### TEXTE ÉTUDIÉ
++++++++++++++++++++

Portée par Mme Florence Blatrix Contat (Socialiste, Écologiste et Républicain)

La sénatrice Florence Blatrix Contat interpelle Madame la secrétaire d’État auprès du ministre de la transition écologique et de la cohésion des territoires, en charge de l’écologie sur la nécessité d’assurer l’approvisionnement et l’assainissement en eau en cas de coupure électrique.

Le contexte – les systèmes d’eau ont besoin d’énergie pour fonctionner.

Cette question met en exergue le lien entre eau et énergie. Elle place au centre du débat la question des services protégés des coupures électriques et des conséquences éventuelles pour la société.

En effet, le cycle de l’eau est possible grâce à une infrastructure énergétique permettant :

  • de de pomper l’eau des rivières et des nappes phréatiques jusqu’aux réservoirs,
  • de potabiliser l’eau pour en assurer la qualité (par ex., chloration pour éliminer les bactéries),
  • d’assainir l’eau usée (par ex., l’eau des toilettes) et la rejeter dans la nature.

A titre illustratif, le cycle de l’eau à Paris a requis 107 GWh d’énergie1 pour fonctionner en 2021, soit l’équivalent d’une puissance de ~12MW pendant 24h, tous les jours de l’année.

++++++++++++++++++++

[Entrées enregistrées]
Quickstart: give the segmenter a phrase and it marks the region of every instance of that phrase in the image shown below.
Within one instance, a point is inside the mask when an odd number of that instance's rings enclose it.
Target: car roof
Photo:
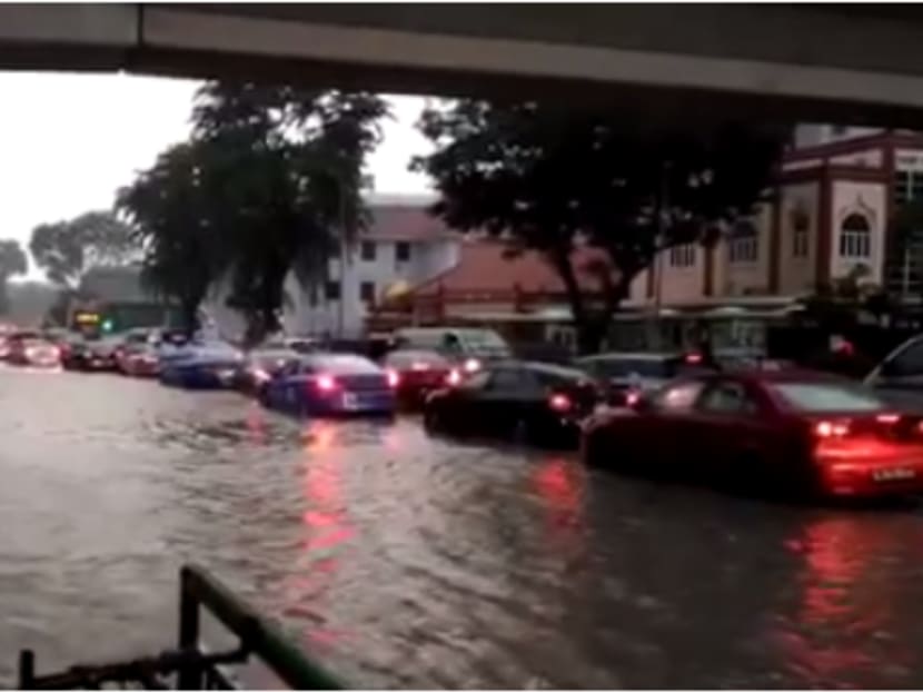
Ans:
[[[666,360],[668,358],[678,358],[682,354],[678,353],[599,353],[592,356],[582,356],[577,358],[579,362],[586,360]]]
[[[822,373],[820,370],[810,370],[806,368],[783,368],[778,370],[764,370],[758,368],[741,369],[733,372],[716,372],[702,373],[686,379],[716,379],[728,378],[751,382],[754,384],[772,384],[772,383],[827,383],[827,384],[854,384],[859,385],[853,379],[834,375],[831,373]]]
[[[555,365],[554,363],[544,363],[542,360],[516,360],[514,358],[504,358],[502,360],[488,360],[486,369],[500,369],[505,367],[519,367],[532,370],[534,373],[543,373],[546,375],[555,375],[557,377],[570,377],[587,379],[586,373],[575,367],[567,367],[564,365]]]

++++++++++++++++++++

### QUESTIONS DE LECTURE
a) D'après le texte étudié, quelle quantité d'énergie le cycle de l'eau à Paris a-t-il nécessitée en 2021 ?
b) Énumérez toutes les opérations que l'infrastructure énergétique permet d'accomplir selon le texte étudié.
Ces enregistrements n'ont aucun rapport avec le texte étudié.

### RÉPONSES PAR POINT
a) 107 GWh.

b)
- Pomper l'eau des rivières et des nappes phréatiques jusqu'aux réservoirs
- Potabiliser l'eau pour en assurer la qualité
- Assainir l'eau usée et la rejeter dans la nature